As we travel, we note Mr. Magoo’s fingerprints all over the place. He sure gets around. His reputation for
incompetence, chaos and mayhem must NOT precede him.
We visited Jewel
Cave two years ago. Touring that cave, I
descended via elevator, circled a room around size of our kitchen and rode the
elevator back up to the surface, having explored the extent of their handicap
accessible space. Thus primed, I don’t
expect much from Carlsbad.
I roll into the
cavern. Wow! The expanse before me shocks me. Taken aback, after a moment I see that Carlsbad’s
accessible trail dwarfs some entire caves I’ve visited. We explore the Big Room and meet up with
Virginia, the NPS ranger who led the boys’ tour this morning. Virginia walks along with us, providing our
own private tour of Carlsbad. She took
this job as a fluke one summer, concerned about working underground. Her fears evaporated as she found her soul in
the cavern; she has never left.
Every night from
May to October, thousands of bats burst forth from the cave hunting their
evening meal. Long ago, local ranchers
traced the bats to the cave. Around
1900, a teenager named Jim White began exploring the cavern with his homemade
ladder constructed of rope, wire and sticks.

Extracted material.
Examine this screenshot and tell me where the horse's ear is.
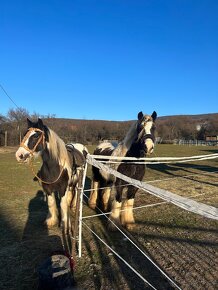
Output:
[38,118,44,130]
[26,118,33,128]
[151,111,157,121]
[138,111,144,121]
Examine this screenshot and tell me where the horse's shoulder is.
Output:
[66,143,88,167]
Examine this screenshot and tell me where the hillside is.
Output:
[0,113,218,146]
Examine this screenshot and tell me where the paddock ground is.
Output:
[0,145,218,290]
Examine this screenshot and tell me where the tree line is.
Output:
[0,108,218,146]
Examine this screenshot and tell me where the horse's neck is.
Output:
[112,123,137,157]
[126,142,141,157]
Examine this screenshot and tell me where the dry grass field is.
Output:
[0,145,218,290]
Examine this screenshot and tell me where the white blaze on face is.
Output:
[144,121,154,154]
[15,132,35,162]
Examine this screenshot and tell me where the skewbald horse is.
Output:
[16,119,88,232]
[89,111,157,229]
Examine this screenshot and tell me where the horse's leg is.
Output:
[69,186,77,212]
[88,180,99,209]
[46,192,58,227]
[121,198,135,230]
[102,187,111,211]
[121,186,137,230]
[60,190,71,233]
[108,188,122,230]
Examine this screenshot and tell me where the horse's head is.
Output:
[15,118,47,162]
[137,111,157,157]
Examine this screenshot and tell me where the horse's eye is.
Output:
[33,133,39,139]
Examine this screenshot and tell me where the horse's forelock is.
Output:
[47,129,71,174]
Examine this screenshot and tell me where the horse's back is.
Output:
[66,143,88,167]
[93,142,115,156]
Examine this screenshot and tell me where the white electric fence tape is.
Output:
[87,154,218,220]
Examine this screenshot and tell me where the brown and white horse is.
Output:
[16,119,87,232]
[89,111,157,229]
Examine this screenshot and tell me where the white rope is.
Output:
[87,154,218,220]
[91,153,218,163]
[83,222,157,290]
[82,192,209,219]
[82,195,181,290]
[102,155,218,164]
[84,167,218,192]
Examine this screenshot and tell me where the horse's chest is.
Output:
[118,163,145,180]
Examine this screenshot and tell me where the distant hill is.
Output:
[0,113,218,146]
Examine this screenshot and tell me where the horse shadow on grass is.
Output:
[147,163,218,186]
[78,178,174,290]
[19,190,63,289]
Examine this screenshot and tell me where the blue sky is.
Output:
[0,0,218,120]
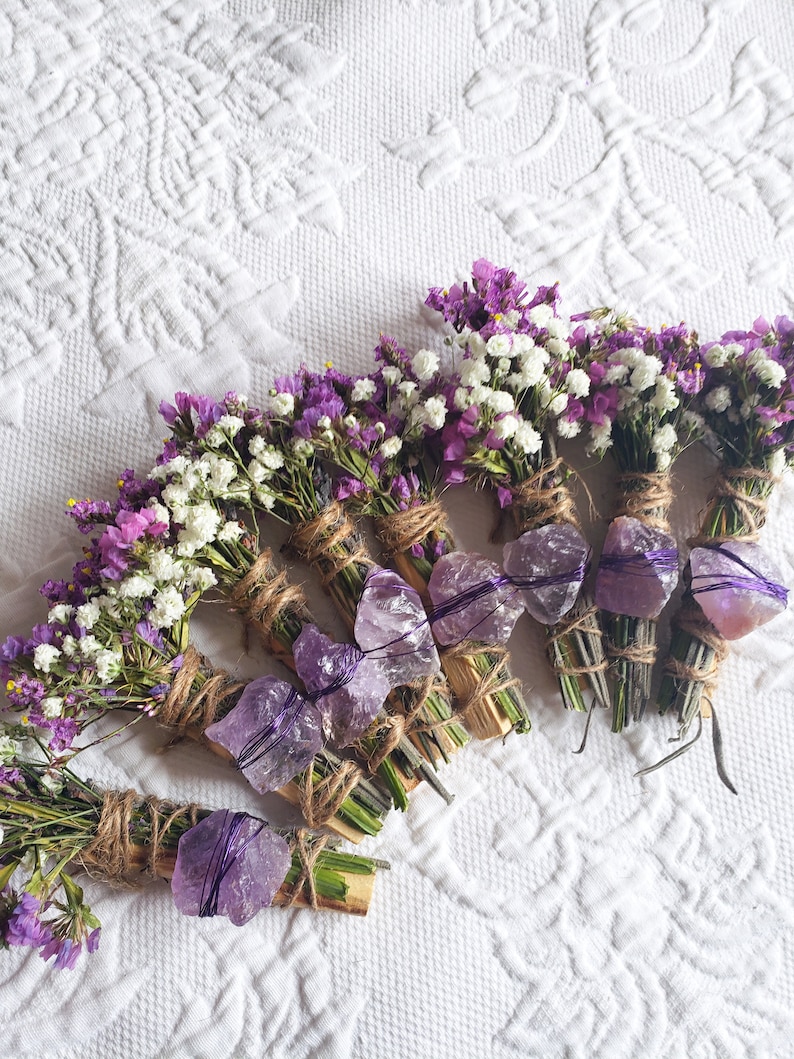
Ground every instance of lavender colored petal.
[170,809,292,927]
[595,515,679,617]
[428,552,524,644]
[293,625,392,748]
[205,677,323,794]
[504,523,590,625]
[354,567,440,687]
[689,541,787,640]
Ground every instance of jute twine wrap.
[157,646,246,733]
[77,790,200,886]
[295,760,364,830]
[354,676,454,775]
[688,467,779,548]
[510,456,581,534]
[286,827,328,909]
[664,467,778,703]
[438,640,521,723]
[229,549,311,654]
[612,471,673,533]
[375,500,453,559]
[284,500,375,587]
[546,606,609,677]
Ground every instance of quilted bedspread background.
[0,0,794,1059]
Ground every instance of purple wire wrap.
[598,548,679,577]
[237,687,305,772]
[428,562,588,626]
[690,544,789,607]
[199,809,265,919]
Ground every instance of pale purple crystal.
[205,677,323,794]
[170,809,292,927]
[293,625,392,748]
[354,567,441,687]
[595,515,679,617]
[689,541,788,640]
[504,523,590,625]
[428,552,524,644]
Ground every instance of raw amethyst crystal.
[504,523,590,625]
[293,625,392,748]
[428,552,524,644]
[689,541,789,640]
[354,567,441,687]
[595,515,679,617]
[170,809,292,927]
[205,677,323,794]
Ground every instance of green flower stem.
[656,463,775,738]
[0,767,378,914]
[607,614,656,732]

Short task 1.
According to the Carlsbad excerpt, who began exploring the cavern around 1900, and with what?
Short task 2.
Rewrite the paragraph of the Carlsbad excerpt that begins "I roll into the cavern" as a short bulleted list that keeps its main facts.
Short task 3.
Using the Carlsbad excerpt, explain why the writer did not expect much from Carlsbad.

Response 1.
A teenager named Jim White explored it with a homemade ladder made of rope, wire and sticks.

Response 2.
- The writer is shocked by the size of the cavern on entering it.
- Carlsbad's accessible trail is bigger than some entire caves the writer has visited.
- In the Big Room, the writer meets Virginia, the NPS ranger who led the boys' tour that morning.
- Virginia gives them a private tour of Carlsbad.
- She took the job by chance one summer, though she worried about working underground.
- Her fears disappeared, and she has never left.

Response 3.
Two years earlier, the writer had visited Jewel Cave. There the handicap-accessible space was only an elevator ride down to one room about the size of the writer's kitchen. That experience left the writer with low expectations for Carlsbad.